:: RECORDS FOR THE EXERCISE
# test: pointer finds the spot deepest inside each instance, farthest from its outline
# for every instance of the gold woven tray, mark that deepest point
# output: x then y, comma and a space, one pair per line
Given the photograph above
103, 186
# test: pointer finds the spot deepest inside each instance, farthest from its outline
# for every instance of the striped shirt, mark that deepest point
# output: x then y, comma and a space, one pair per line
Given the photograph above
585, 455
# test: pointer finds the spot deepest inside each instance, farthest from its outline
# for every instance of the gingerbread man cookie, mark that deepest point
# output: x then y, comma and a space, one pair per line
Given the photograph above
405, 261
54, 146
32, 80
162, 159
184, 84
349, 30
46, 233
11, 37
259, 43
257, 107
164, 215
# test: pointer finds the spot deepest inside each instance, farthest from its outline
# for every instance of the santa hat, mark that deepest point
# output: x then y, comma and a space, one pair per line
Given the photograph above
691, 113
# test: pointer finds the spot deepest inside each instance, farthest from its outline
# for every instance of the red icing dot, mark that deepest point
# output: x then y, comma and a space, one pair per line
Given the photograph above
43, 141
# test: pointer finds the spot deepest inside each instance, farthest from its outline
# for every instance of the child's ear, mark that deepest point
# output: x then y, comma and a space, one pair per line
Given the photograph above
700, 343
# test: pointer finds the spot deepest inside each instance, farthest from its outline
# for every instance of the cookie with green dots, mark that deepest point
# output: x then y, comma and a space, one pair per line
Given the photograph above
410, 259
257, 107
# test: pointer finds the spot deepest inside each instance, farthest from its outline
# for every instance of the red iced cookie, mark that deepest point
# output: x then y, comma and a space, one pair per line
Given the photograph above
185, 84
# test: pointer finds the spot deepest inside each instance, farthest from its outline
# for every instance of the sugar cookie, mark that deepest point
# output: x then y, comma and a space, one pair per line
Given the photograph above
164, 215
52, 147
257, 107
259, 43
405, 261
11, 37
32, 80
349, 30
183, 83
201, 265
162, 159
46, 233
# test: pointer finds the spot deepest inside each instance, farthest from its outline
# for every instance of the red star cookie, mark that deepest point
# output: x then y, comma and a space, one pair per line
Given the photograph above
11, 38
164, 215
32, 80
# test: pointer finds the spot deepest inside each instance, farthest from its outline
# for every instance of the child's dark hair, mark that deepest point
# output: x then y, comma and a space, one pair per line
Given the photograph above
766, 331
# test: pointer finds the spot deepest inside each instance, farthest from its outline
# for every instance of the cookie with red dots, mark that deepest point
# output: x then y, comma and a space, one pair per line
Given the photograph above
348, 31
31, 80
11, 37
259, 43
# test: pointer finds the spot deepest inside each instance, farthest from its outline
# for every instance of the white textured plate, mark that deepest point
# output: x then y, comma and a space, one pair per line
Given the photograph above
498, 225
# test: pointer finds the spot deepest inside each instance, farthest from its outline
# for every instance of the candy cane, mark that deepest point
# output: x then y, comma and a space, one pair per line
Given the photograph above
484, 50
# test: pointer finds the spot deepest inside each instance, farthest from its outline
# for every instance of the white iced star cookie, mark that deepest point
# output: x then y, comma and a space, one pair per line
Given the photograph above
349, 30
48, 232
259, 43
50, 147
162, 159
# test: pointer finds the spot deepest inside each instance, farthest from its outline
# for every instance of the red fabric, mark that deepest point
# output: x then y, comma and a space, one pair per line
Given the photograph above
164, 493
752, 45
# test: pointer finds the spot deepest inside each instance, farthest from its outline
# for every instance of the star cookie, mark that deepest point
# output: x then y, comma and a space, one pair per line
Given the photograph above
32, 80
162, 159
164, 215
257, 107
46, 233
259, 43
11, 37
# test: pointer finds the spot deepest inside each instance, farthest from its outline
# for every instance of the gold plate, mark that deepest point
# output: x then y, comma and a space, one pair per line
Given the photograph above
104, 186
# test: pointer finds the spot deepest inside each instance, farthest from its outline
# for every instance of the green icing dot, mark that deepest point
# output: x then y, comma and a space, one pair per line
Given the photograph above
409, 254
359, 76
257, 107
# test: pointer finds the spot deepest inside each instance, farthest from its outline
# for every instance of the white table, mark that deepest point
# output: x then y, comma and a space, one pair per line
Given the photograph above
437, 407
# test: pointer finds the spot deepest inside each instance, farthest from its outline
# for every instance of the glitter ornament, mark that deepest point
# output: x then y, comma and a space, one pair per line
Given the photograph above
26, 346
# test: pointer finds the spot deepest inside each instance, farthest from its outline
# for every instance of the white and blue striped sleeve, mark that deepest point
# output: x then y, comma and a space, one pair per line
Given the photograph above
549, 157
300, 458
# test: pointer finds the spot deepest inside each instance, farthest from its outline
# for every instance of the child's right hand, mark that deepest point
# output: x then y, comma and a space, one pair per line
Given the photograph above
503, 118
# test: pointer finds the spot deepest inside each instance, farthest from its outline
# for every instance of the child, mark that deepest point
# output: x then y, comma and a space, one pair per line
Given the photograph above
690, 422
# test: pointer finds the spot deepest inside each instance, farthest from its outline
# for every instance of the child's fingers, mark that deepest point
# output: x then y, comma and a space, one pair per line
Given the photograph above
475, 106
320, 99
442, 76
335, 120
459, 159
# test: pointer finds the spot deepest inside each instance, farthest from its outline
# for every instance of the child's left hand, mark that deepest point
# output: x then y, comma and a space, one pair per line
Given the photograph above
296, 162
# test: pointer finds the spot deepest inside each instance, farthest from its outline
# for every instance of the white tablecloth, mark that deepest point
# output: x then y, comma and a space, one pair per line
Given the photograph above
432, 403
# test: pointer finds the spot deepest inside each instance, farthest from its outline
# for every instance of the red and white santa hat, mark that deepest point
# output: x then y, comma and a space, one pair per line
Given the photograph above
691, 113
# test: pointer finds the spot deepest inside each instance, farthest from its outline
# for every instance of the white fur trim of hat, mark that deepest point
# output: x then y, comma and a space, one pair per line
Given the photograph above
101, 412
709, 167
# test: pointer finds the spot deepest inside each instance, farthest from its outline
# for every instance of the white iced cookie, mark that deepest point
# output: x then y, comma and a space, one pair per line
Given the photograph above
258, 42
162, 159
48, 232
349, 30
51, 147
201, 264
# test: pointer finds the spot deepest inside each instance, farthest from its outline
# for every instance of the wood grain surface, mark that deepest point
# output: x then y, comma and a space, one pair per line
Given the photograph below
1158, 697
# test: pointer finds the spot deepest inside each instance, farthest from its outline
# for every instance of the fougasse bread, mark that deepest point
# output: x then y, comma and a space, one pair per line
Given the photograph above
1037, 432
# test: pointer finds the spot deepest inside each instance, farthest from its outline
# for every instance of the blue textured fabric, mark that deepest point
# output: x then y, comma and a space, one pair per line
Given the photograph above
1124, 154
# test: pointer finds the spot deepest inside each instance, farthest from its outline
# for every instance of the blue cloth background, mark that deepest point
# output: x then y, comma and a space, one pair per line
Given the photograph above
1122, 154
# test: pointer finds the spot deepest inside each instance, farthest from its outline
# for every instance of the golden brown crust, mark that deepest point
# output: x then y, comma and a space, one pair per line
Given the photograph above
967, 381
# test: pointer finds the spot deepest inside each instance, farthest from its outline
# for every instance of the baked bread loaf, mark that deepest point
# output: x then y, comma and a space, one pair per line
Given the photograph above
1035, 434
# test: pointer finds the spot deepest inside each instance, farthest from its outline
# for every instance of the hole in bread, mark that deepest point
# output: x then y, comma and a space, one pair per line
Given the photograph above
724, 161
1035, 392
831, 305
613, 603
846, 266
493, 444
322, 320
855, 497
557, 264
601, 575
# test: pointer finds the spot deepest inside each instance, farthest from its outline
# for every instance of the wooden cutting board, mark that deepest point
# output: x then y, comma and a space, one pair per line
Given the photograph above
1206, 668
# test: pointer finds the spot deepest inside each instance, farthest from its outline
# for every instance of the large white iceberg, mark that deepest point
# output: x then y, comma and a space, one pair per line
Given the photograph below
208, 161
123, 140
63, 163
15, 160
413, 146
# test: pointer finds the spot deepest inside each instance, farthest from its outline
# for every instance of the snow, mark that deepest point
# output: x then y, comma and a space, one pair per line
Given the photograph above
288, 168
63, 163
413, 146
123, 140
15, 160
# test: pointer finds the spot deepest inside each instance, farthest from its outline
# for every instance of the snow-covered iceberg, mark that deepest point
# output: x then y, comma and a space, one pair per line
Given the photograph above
::::
* [EXERCISE BRIEF]
With "green" as the search string, filter the records and return each line that has it.

* [RESULT FOR THIS EXERCISE]
# for every instance of the cookie with green dots, mark that deepest point
# for every instance of the green icing dot, mark that deepest point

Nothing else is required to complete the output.